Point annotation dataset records
+ + + +

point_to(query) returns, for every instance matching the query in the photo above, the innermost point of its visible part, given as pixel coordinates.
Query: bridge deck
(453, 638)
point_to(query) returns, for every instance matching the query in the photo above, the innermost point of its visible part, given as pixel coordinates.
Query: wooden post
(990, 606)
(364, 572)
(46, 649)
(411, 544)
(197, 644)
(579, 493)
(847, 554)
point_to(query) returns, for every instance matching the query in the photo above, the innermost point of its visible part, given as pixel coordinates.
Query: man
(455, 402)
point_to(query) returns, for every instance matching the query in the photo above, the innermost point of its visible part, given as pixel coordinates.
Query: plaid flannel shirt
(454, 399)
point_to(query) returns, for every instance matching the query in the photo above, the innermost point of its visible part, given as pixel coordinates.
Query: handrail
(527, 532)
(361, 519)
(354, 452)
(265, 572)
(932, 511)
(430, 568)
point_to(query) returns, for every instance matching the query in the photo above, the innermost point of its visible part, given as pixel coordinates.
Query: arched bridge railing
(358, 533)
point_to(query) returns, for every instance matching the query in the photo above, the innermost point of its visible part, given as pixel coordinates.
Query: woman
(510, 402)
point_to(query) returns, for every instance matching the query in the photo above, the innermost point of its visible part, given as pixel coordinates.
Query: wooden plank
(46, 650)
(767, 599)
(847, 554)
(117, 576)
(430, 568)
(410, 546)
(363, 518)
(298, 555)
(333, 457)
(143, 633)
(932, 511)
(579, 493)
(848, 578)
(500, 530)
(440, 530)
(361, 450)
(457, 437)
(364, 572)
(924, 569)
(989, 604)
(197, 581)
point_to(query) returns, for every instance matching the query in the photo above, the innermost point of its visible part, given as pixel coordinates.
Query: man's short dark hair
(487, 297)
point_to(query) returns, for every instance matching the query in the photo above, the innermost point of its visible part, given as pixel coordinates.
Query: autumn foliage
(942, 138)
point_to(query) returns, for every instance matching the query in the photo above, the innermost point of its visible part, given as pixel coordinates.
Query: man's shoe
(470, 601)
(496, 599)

+ + + +

> What the task requires: Restate the listing above word for word.

> Exercise result:
point_to(query) returns, for every instance matching the query in the photo above, the innermost point of its visible part, given as pixel coordinates.
Query: bridge deck
(453, 638)
point_to(query) returns, for every instance matching the query in the photo above, the innermost point of its visible part, given as pixel coordinates.
Query: wooden post
(990, 606)
(364, 572)
(46, 649)
(411, 544)
(197, 644)
(579, 493)
(847, 554)
point_to(query) returns, for every instance matching the query in the photo above, the innermost point of its visible part, given as pixel coordinates.
Query: man
(455, 402)
point_to(query) returns, for every instance matching the query in the photo above, the innermost point of its visible part, given as pixel coordinates.
Query: plaid flannel shirt
(454, 399)
point_to(query) returns, for every instance matching the query in the photo above, the innermost point of its visible part, given as pixel coordinates.
Query: handrail
(527, 532)
(361, 519)
(354, 452)
(265, 572)
(932, 511)
(430, 568)
point_to(query) returns, for every instance matching the query in the photo above, the innermost point of its visible part, given as pixel coordinates.
Query: arched bridge railing
(358, 533)
point_to(query) returns, for every instance matching the query in the photo above, the innermost point of its visible part, given as pixel coordinates.
Query: woman
(510, 402)
point_to(query) returns, for every instance matching the query in the photo above, the innermost point of its visible part, given as pixel coordinates.
Query: wooden plank
(46, 650)
(767, 599)
(847, 554)
(117, 576)
(430, 568)
(410, 546)
(363, 518)
(298, 555)
(333, 457)
(143, 633)
(932, 511)
(579, 493)
(848, 578)
(500, 530)
(440, 530)
(361, 450)
(457, 437)
(364, 572)
(924, 569)
(989, 604)
(197, 581)
point_to(query) returns, for every instance matching the query in the photo above, the innermost point of its visible part, given as pixel coordinates.
Query: man's short dark hair
(487, 297)
point_to(query) returns, for every instance matching the query in the photo above, the innermost point of its visible part, given as pixel coordinates.
Query: autumn foliage
(942, 138)
point_to(query) returns, for every instance matching the query in the photo above, the innermost point of its visible part, given as pixel coordinates.
Query: man's shoe
(470, 601)
(496, 599)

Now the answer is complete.